Melissa Kaplan's
Herp Care Collection
Last updated January 1, 2014

Swallowed Fish Hook Removal Technique

Written for birds, the technique is equally useful with aquatic turtles

©1994 David Thraen, All Wildlife Rescue International, Long Beach CA
Journal of Wildlife Rehabilitation, 17(4):11


While running a wildlife rehabilitation program at the Long Beach Animal Hospital, Dr. Bill Ridgeway showed me this easy technique for removing swallowed fish hooks in seabirds and turtles. We have used this technique to remove hooks in 48 birds and 6 turtles and it worked in all but 2 cases.

After determining the swallowed fish hook is beyond the reach of instruments, check to see that there is about three feet of line extending beyond the patient's mouth. If the line is too short, tie an additional piece of line, being sure to use a secure knot that will not slip.

Using an appropriately sized French feeding catheter, squarely cut off the end just before the opening at the tip. Discard the end. The fishing line is then threaded through the catheter, starting at the small (sliced) end. Without the use of a long rod with the line tied to it, it can be quite difficult to feed the fishing line through the catheter.

Illustration of fish hook removal from throat of bird.




Holding the patient securely with its mouth open (obviously, this is at least a two-person procedure), hold the fishing line and slide the catheter along the line through the patient's mouth and down the esophagus. The catheter will stop when it reaches the bend in the hook. By gently pushing on the catheter, the hook can be dislodged by it.

Once the hook is dislodged, great care must be taken to prevent re-hooking the patient. Holding the catheter securely, gently but firmly pull on the fishing line to draw the hook inside the catheter. The catheter then becomes a kind of cover for the hook. Now, with the fish hook safely inside the catheter, pull the catheter out of the patient.

# # # #

§ Activity list
A - Render this sentence from the fish hook removal text in Spanish: "The catheter will stop when it reaches the bend in the hook."
B - Reproduce the fish hook removal text from "Melissa Kaplan's" to "but 2 cases.", keeping every word and punctuation mark unchanged.

# # # #

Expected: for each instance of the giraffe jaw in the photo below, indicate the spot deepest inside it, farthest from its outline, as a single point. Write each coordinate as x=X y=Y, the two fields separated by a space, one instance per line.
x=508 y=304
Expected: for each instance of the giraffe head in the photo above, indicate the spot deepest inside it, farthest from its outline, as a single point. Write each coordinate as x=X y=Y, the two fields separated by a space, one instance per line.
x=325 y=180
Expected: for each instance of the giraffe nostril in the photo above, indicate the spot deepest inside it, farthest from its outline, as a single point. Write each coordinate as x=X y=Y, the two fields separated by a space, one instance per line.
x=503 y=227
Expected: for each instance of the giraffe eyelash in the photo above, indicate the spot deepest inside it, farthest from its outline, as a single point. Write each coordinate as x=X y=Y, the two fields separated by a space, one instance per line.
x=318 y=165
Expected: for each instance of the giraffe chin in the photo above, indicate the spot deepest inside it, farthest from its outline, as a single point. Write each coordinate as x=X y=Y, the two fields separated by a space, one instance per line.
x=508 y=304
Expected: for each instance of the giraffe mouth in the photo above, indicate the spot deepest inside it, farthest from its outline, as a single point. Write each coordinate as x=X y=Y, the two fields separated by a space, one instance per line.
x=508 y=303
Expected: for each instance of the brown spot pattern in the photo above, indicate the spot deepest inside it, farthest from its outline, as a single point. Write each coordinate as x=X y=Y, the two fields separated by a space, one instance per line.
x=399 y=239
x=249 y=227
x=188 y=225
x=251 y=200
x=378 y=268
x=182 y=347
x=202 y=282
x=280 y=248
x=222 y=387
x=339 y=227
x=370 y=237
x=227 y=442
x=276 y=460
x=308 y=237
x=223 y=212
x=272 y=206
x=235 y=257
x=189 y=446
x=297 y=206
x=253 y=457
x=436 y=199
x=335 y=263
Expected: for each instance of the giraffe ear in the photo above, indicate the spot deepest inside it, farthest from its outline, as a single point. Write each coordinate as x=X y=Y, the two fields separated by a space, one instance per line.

# # # #

§ Answers to the tasks
A - El catéter se detendrá cuando llegue a la curva del anzuelo.

B -
Melissa Kaplan's
Herp Care Collection
Last updated January 1, 2014

Swallowed Fish Hook Removal Technique

Written for birds, the technique is equally useful with aquatic turtles

©1994 David Thraen, All Wildlife Rescue International, Long Beach CA
Journal of Wildlife Rehabilitation, 17(4):11


While running a wildlife rehabilitation program at the Long Beach Animal Hospital, Dr. Bill Ridgeway showed me this easy technique for removing swallowed fish hooks in seabirds and turtles. We have used this technique to remove hooks in 48 birds and 6 turtles and it worked in all but 2 cases.